==== Page excerpt ====
Kimberly Schaub is a senior product development scientist who worked most recently with Bulletproof 360, a company that makes coffee and tea products.
Today, Kimberly is the creator and host of the PeasOnMoss podcast, which follows her journey from a nutritionist to cook to product developer while also looking at the food product development process and those involved in it. We recently caught up with Kimberly to learn more about her career and her approach to product development.
Her career hasn't taken a straightforward path. After earning a nutritional science degree from Pepperdine University, she went into the U.S. Air Force, where she managed the dining facilities.
"I developed a strong backbone, which is helpful in the culinary world because each meal you prepare represents a piece of effort and soul," she recalls. "Sometimes, it can be challenging to receive feedback, especially when it comes to new product development. You have to have be able to listen to feedback, even if you disagree with it."
Schaub practices what she calls culinology, a term the Research Chefs Association (RCA) coined years ago. It began as a hybrid of culinary arts and food technology and has since morphed into a blend of culinary arts and food science, which Schaub says is slightly different. But the ethos, she adds, is the same: combining culinary arts cross-functionality to create new products.
"Culinology is something the RCA talks about a lot because we sit in a unique space between the culinary and food technology worlds," she explained. "And so those of us who work in that category often call ourselves culinologists. The RCA even has a certification program for individuals who want recognition for that work." But a chance encounter at a soup kitchen steered Schaub toward research and development, and a career as a research chef. "I think my parents suspect that I'm either a spy or not working. People think that I eat all the time, which is part of it," she says.
Innovation vs. Iteration
Schaub says most of her work is spent not necessarily on innovation, but iteration. "Let's say we've decided we're going to make a vegan cheese snack on a corn chip," she posits. "That first conversation is where we determine the type of product we want to make. I then go to the bench and do an initial pass to add a formula, and we do a taste test. That's the innovation piece. All of the work to go from version A to version B. That's iteration one."
"Iteration two," she adds, "is still a lot of bench work that includes sourcing ingredients, having conversations with suppliers, and leveraging accessible raw materials to improve the concept. At that point, you're spending less time on the bench and more time in meetings trying to figure out how to get the ingredients to make the finished product." With ingredients, her conversations with suppliers often focus on whether it's going to scale correctly. It can vary wildly.
"I like to start with the end in mind and identify all the claims we're looking to make," she says. "I mentioned vegan cheese, so non-dairy would be a type of claim we'd pursue. I'd take that list of claims and ask the suppliers how they can meet those requests. We don't want a surprise either in the supply chain or in the ingredient itself later on, so I try to have these conversations upfront with suppliers." Schaub admits that while everyone in her business has probably had at least one bad experience with a supplier, she's quick to add that her relationships with suppliers have been positive overall. After all, they want to stay in business, too. But, she admits, communication – and transparency – can always be better.
==== Supplied entries ====
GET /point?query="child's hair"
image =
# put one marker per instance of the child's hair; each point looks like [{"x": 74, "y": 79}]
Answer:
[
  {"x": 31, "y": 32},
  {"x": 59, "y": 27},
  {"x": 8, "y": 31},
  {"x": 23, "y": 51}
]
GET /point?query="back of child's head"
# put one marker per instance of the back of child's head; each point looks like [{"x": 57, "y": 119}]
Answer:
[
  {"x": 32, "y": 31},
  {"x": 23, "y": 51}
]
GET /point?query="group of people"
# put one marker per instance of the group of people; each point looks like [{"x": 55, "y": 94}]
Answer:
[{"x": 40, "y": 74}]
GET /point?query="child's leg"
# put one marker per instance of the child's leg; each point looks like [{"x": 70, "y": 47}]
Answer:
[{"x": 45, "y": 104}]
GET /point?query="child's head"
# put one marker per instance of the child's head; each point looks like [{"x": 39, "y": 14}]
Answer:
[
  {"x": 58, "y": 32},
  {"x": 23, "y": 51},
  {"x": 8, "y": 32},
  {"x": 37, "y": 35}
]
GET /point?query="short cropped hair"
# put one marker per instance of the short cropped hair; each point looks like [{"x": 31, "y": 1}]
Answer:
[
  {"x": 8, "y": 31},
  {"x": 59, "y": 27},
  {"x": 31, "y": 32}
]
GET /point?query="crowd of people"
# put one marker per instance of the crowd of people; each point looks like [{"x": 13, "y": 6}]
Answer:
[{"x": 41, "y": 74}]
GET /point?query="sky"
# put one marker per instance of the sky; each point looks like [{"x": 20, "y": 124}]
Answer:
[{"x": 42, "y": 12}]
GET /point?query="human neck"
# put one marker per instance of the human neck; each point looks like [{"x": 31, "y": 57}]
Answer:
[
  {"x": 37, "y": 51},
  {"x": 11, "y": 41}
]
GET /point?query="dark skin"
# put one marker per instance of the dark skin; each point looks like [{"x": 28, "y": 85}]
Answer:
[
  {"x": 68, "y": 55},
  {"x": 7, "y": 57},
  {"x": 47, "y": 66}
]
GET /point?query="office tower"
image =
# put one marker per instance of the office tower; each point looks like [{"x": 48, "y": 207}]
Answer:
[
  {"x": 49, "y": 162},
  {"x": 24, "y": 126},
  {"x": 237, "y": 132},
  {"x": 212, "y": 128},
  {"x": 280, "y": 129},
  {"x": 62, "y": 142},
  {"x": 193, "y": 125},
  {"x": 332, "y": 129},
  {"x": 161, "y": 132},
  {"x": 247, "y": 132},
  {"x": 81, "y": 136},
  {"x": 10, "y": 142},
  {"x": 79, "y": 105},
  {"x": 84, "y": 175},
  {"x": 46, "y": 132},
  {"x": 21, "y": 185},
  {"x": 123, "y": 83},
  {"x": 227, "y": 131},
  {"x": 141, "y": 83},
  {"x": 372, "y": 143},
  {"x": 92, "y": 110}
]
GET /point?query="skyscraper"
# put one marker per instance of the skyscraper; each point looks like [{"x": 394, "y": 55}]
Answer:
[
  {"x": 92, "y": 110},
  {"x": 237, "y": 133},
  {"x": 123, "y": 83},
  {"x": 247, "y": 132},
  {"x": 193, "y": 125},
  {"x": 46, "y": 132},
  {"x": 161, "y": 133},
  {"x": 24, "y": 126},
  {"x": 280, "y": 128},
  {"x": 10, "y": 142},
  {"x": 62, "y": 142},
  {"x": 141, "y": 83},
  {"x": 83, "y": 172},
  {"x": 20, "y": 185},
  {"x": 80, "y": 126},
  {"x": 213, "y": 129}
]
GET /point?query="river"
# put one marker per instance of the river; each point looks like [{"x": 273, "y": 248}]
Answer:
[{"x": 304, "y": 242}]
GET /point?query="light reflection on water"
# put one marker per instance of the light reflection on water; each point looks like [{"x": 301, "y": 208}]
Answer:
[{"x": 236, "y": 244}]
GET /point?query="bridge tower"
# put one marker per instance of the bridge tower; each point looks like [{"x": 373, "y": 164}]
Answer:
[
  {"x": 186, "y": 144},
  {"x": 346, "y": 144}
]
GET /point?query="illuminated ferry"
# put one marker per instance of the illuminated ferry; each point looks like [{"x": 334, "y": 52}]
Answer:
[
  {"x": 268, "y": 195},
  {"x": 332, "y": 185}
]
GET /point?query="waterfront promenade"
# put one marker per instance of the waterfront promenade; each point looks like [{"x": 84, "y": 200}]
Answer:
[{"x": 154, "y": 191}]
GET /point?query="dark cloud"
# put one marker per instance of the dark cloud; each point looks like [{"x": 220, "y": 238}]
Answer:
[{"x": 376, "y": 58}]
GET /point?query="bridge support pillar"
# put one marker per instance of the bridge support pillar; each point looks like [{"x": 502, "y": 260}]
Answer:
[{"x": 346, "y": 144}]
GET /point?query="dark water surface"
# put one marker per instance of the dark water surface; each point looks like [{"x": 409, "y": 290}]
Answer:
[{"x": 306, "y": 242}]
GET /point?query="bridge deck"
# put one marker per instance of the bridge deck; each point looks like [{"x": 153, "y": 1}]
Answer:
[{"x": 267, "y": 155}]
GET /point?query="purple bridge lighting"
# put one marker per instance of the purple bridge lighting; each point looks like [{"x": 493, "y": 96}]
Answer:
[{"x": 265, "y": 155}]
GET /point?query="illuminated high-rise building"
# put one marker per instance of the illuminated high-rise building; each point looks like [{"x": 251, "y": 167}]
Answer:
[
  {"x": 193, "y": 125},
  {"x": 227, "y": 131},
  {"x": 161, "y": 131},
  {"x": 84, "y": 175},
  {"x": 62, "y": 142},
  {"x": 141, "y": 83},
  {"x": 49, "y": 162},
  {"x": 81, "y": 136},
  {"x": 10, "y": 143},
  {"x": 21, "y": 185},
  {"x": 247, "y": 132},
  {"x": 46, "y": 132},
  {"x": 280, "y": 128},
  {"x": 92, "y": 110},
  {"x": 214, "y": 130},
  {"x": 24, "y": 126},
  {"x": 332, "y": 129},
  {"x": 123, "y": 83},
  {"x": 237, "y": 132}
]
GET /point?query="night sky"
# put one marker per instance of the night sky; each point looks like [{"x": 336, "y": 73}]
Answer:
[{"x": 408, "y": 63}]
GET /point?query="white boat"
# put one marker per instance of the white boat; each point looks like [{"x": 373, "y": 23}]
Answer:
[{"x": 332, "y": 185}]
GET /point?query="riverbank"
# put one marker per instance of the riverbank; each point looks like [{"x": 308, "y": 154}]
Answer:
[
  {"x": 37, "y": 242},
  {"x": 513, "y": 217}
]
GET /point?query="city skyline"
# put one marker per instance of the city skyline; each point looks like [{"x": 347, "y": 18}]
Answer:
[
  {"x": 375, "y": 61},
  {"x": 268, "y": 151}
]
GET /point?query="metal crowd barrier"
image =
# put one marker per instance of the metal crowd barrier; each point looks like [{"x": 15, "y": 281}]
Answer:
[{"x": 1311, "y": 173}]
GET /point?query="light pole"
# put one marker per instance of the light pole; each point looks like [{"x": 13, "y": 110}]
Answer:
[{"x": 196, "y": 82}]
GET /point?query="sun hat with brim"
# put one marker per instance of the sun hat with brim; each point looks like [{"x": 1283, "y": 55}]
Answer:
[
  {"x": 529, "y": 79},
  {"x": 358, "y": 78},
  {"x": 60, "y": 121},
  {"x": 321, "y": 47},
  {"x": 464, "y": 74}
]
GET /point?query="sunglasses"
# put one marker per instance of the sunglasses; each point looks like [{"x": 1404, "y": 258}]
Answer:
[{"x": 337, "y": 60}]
====
• _Task goal_: Carry on the profile of research chef Kimberly Schaub from where it stops. The lines are not needed for this.

• _Written answer_:
"Having a program where we can all have access to comparable information so we can quickly decide how good a fit a company is as a supplier is key," she says. "Most of the time, it's all kept in our heads. But there are so many more improvements in the market now that we can integrate our information better and find each other faster."
New Product Development Roadblocks
It's expensive to launch a new product – aside from the cost of R&D; companies have to invest in scaled-up manufacturing, packaging, and shelf stocking fees. Despite that, it can be challenging to get feedback from consumers or would-be consumers – aside from the sales numbers.
Consumer insights can be helpful, Schaub suggests, because it deliberately places the product in the hands of target consumers where companies can get direct feedback on the product. These studies can be expensive, but Schaub urges companies, especially smaller ones, to incorporate research early in the development cycle – before a full-scale rollout.
"A consumer insights study from start to finish would take about a month to plan and a month to execute, and hopefully you contact an organization early enough so they've got placeholder dates and you can send the product. They'll run panels for you and send you data," she advises. "In one month, you can figure out if the consumers have high purchase intent or if there's something to change before you produce millions of units of a product that needs a minor tweak, so instead of launching something that's 85% on track, you can launch it at 95%."
While conventional wisdom holds that new product development cycles range from 12 to 18 months, from the completion of the first ideation meeting to a product hitting store shelves, Schaub argues that for most startups, that cycle is typically shorter than 12 months. "The most success I've seen is between nine and 12 months," she says.
Schaub sees that one of the most common pitfalls in the product development process is getting surprised by new information later in the development timeline. She stresses the importance of beginning with the end in mind and addressing issues as early as possible.
"For example, if you use a specific ingredient sourced from only one country, you have to realize that's your limiting factor, in that you're not going to be able to manufacture past the amount of product available to you," she says. "There are several supply chain and purchasing tricks of the trade like buying in advance, committing to certain volumes, and understanding your suppliers' growth capacity. That's probably the biggest thing that causes problems later: knowing you have a solid formula but finding out later that you have an ingredient you can't buy anymore. Then you have to reformulate. And that's heartbreaking."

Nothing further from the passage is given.